What you need to do: Each record below is to be set down again precisely.

Material for the task:

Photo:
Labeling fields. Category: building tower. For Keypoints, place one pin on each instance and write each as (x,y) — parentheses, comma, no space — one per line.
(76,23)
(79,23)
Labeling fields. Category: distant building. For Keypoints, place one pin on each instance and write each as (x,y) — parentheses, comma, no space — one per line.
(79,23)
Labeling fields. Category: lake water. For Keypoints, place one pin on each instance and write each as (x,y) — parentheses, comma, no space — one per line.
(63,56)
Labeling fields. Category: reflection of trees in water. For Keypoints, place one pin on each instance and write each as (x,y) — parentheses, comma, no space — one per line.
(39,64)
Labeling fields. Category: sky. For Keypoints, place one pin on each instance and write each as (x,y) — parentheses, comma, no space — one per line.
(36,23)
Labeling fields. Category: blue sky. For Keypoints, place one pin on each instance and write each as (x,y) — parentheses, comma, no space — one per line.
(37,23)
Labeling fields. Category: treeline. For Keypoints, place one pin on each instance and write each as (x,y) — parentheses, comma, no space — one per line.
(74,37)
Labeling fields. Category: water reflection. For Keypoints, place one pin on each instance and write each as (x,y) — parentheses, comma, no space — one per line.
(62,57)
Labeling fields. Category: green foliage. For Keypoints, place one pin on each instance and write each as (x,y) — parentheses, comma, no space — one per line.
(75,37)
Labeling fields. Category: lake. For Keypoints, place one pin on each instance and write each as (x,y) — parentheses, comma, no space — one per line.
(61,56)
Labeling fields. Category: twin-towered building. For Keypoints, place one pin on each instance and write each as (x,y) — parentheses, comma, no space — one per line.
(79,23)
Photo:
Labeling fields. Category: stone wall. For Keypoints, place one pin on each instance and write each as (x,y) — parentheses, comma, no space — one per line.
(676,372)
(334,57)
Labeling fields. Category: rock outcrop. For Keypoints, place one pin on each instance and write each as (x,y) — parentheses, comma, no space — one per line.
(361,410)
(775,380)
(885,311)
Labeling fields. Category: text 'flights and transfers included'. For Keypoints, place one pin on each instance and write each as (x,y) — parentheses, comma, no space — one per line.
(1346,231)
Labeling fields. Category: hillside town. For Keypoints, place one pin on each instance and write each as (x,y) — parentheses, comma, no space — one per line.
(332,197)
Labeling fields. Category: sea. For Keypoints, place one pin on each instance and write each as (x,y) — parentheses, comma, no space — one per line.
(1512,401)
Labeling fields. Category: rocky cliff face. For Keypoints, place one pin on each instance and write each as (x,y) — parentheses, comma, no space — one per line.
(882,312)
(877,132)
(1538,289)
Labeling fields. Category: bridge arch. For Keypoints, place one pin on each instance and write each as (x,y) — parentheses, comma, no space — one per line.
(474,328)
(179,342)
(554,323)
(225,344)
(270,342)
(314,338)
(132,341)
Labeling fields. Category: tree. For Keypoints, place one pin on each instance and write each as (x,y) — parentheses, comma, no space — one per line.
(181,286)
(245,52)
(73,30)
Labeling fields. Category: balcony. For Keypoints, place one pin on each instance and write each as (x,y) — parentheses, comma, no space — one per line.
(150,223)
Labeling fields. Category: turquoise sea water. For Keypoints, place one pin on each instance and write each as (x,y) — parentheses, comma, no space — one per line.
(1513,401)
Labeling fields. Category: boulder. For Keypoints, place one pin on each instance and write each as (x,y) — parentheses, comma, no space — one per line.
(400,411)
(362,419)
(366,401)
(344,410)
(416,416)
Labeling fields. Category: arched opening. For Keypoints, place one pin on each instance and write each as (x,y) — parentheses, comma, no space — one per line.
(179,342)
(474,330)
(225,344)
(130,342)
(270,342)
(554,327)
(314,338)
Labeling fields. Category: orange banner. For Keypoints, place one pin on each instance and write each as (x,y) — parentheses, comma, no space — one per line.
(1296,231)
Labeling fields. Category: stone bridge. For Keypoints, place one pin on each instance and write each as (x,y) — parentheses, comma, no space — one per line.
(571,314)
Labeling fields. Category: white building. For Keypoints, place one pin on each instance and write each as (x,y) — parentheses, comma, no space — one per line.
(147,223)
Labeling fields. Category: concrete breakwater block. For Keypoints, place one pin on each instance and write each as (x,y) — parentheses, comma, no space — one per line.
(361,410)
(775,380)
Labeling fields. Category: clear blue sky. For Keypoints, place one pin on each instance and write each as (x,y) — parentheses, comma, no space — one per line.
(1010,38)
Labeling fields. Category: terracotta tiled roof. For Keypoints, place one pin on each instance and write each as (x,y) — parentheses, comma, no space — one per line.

Answer section:
Photo:
Labeling fields. Category: building tower. For Keypoints, place one pin on each instance and write each as (x,y) — parentheses, comma, no space — one per line.
(76,23)
(79,23)
Labeling fields. Category: distant building. For Keypoints, place one pin on each instance and write each as (x,y) — parentheses, comma, no space — one per line.
(79,23)
Labeling fields. Category: lake water. For Keypoints, place one pin on each instance and write each as (x,y) — parentheses, comma, no space — one per line.
(63,56)
Labeling fields. Category: reflection of trees in water. For Keypoints, place one pin on each instance and write each as (x,y) — parentheses, comma, no space — one per line.
(39,64)
Labeling fields. Category: sky. For Keypoints, place one pin on each instance and write each as (x,y) — parentheses, comma, no space — one per line.
(36,23)
Labeling fields. Category: blue sky. For Keypoints, place one pin on each instance and write each as (x,y) — parentheses, comma, no space — one per line.
(37,23)
Labeling fields. Category: treeline. For Keypoints, place one pin on each instance and write each as (x,y) — parentheses, comma, no space — one per line.
(74,37)
Labeling fields. Category: water reflection. For Keypoints, place one pin on each instance and write each as (x,y) — parentheses, comma, no space — one per line.
(62,57)
Labeling fields. Category: green foliage. For Keypoints, place one pin on each instance and write each as (x,y) — parentheses, comma, no space — one per line.
(75,37)
Labeling fields. Category: lake. For Keypoints, place one pin on each instance and write each as (x,y) — parentheses, comma, no space — one per line.
(61,56)
Labeling fields. Category: twin-towered building. For Keypoints, place one pin on each instance and write each as (x,y) — parentheses, comma, no space — one per line.
(79,23)
Photo:
Labeling fields. Category: stone wall. For Keypoints, place one pin on each instance and write each as (x,y) — parentheses, comma, no space — one per line.
(676,372)
(334,57)
Labeling fields. Category: rock outcrop. For Keypoints, place one pin on each instance and write each as (x,y) — parentheses, comma, no space — one per line.
(361,410)
(775,380)
(885,311)
Labeling fields. Category: text 'flights and transfers included'. For Keypoints, place one pin on each instance and write each as (x,y) — parentheses, comma, no space — one per line.
(1346,231)
Labeling fields. Category: hillside town. For Keypoints, place one pin on each instance and write each as (x,y) — parentheses, comma, no space — one per line.
(332,197)
Labeling fields. Category: sea. For Keypoints, place one pin on each instance and write each as (x,y) — parentheses, comma, no space — one per line.
(1512,401)
Labeling fields. Category: rocky cliff face. For Keypoints, place one pin on each instance and write each as (x,y) — parentheses, comma, no space — one per line.
(882,312)
(877,132)
(1538,289)
Labeling fields. Category: bridge arch. For Keypoints, place one pin on each instance and write each as (x,y) — parentheses, comma, no space — one per line.
(474,328)
(179,342)
(554,323)
(225,344)
(270,342)
(314,338)
(132,341)
Labeling fields. Category: tree. For Keypoints, place one pin on each instance and write each as (x,y) — parentheses, comma, no space — one per line.
(181,286)
(245,52)
(73,30)
Labeling fields. Category: balcony. For Keypoints, place one pin on each instance and write each as (x,y) — parentheses, comma, no space — one per line.
(150,223)
Labeling fields. Category: turquoise sea water. For Keypoints, place one pin on each instance and write each as (x,y) — parentheses, comma, no space — one per line.
(1513,401)
Labeling fields. Category: boulder. For Keypoints, place one pin on each instance and write each as (x,y) — parentheses, comma, no space — one per line.
(400,411)
(362,419)
(366,401)
(344,410)
(416,416)
Labeling fields. Category: arched opening. For Keypoints, place one pin on each instance and write each as (x,y) — parentheses, comma, no space — one per line.
(179,342)
(474,330)
(225,344)
(130,342)
(270,342)
(554,327)
(314,338)
Labeling fields. Category: orange banner. For Keypoints, place one pin on each instance and write each as (x,y) — parentheses, comma, no space — one per line.
(1296,231)
Labeling fields. Category: stone bridge. For Keypoints, place one pin on each instance and write each as (x,y) — parentheses, comma, no space — one per line.
(571,314)
Labeling fields. Category: white building. For Keypoints, place one pin on each instance and write each as (x,y) — parentheses, comma, no space — one per line.
(147,223)
Labeling fields. Category: concrete breakwater block. For Keypoints, place one pin on each instance and write each as (x,y) — parentheses, comma, no space — one per line.
(361,410)
(775,380)
Labeling fields. Category: clear blue sky. For Keypoints, place one pin on each instance and write each as (x,y) — parentheses, comma, no space — one per line.
(1010,38)
Labeling fields. Category: terracotta tiled roof. For Keypoints, place one pin on each instance and write each as (x,y) — parentheses, comma, no space — one per line.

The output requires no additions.